» **Text for analysis**

This month we would like to introduce you to Alphonsine Futi, Sister Hospitaller, doctor and director of our Benito Menni Mental Health Centre in Douala, Cameroon who tells us how different cultures and perspectives intertwine to provide quality care.
Could you tell us more about the Benito Menni Mental Health Centre in Douala, Cameroon, and its mission?
Our Sisters Hospitallers of the Sacred Heart of Jesus settled in the city of Yaoundé, where we opened the Benito Menni Mental Health Centre. During the consultations, we realised that there were many patients coming from the city of Douala and its surroundings. Hence the need to open a similar centre in Douala.
In 2000, the Sisters Hospitallers started activities in the city of Douala in a small place in the neighbourhood called “grand moulin”. At that time, the Sisters and their collaborators received about ten patients per day. Then, in 2002, the centre integrated its facilities in the Ndogpassi III district. Today, approximately 152 patients are welcomed and treated in our San Benito Menni structure.

» **Data supplied**
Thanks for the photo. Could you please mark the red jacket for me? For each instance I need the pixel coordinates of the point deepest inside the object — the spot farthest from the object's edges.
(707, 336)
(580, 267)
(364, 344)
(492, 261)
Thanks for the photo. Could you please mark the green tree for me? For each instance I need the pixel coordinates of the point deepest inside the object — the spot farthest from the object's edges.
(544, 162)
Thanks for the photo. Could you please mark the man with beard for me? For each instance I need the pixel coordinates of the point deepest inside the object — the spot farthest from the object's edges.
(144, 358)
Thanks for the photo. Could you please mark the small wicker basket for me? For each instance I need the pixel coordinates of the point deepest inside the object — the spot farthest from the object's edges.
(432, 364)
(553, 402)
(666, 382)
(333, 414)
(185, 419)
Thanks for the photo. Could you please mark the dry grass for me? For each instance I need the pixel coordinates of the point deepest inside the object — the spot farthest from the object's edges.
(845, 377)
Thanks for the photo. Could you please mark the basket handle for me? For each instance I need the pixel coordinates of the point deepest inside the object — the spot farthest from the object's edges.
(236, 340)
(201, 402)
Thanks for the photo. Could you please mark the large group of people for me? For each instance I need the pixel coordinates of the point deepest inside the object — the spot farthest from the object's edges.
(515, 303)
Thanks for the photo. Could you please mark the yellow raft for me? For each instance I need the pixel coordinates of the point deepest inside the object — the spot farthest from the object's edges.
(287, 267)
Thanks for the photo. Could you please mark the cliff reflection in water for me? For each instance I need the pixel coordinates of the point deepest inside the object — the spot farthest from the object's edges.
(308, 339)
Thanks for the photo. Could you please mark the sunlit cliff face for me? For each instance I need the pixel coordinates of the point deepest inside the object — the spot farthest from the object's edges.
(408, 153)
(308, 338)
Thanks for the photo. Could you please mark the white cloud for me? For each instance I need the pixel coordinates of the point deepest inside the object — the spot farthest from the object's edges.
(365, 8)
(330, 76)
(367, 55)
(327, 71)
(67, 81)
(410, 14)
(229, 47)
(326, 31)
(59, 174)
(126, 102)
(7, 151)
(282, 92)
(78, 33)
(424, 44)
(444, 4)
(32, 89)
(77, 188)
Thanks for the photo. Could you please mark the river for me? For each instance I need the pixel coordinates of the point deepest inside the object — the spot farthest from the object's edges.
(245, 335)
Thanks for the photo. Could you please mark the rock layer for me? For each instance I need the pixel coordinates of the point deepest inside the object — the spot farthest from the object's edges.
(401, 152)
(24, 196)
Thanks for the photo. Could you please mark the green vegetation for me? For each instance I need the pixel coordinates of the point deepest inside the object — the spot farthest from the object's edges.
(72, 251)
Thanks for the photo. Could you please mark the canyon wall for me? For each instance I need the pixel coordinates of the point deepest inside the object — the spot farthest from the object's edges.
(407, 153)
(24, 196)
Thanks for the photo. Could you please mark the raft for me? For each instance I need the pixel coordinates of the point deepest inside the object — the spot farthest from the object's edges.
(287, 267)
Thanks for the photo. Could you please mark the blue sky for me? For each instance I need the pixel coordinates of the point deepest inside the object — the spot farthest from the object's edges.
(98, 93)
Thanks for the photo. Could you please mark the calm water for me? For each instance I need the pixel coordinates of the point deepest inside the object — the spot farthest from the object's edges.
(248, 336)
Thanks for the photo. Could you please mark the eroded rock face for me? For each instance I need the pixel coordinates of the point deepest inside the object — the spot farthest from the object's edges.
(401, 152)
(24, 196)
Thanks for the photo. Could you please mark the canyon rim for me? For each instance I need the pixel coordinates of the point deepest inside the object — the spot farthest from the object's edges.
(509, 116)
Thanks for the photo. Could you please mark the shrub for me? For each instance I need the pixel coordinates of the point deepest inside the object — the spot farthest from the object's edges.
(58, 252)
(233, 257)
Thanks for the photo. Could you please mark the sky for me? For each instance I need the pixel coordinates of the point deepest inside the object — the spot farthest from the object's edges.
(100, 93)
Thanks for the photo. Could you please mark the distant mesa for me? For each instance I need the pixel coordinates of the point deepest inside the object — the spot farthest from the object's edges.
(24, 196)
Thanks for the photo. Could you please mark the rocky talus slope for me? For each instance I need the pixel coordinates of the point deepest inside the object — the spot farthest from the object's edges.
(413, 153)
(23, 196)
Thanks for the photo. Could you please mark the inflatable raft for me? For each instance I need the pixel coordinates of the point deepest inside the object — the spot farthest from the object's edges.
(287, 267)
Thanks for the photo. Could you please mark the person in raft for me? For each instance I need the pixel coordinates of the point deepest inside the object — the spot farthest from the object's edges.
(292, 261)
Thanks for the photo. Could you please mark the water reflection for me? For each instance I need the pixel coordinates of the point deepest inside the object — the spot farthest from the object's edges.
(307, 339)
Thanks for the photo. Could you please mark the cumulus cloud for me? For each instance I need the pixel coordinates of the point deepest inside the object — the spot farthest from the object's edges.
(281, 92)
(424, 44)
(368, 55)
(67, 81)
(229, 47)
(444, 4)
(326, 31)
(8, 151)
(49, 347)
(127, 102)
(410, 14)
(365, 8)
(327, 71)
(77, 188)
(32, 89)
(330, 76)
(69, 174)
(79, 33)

» **Prompt**
According to the interview about the Benito Menni Mental Health Centre, why did the Sisters Hospitallers open a centre in Douala? Answer in one to three sentences. The records have nothing to do with the interview.

» **Task response**
During consultations at the Benito Menni Mental Health Centre in Yaoundé, the Sisters saw that many patients were coming from Douala and its surroundings. That showed a need for a similar centre in Douala.